WHAT IS NEEDED: Which lines in the records below include the word "nose"? Report each of them in full.

(Data items)
------------------------------
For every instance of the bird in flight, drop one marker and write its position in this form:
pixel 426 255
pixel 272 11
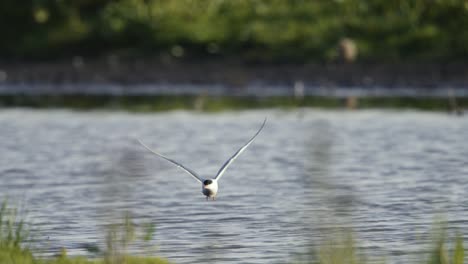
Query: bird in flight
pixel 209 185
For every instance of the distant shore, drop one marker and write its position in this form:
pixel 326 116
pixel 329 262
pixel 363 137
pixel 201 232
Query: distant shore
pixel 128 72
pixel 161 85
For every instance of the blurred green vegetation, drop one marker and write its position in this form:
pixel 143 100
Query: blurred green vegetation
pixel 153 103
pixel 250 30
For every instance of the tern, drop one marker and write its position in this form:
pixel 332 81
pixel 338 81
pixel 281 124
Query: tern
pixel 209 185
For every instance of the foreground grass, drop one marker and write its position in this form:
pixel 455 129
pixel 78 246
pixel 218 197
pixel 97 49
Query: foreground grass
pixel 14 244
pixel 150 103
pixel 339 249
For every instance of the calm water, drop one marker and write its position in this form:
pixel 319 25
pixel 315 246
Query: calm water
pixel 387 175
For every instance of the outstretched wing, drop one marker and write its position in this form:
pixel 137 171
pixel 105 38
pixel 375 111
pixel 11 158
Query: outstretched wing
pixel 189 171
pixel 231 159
------------------------------
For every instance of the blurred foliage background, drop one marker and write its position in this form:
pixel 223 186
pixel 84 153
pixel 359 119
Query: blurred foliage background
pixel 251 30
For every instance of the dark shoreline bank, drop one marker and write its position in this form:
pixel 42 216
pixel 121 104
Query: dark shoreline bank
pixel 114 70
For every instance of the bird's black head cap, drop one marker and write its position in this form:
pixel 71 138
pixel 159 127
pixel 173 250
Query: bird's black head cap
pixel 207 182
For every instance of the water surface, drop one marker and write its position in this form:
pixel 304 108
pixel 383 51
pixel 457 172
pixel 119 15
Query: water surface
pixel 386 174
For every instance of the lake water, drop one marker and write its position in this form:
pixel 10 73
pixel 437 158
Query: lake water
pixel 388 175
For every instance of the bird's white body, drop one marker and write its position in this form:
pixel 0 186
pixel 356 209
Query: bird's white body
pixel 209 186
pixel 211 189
------------------------------
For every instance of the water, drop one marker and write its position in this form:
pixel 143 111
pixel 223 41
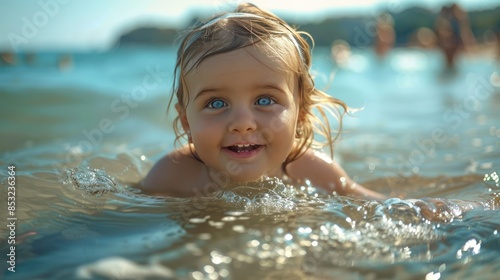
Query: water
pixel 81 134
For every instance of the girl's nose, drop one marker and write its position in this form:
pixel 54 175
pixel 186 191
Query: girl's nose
------------------------------
RESPONSE TO THIS EXERCISE:
For every instance of the girl's nose, drop one marker and write its position in this form:
Query: girl's nose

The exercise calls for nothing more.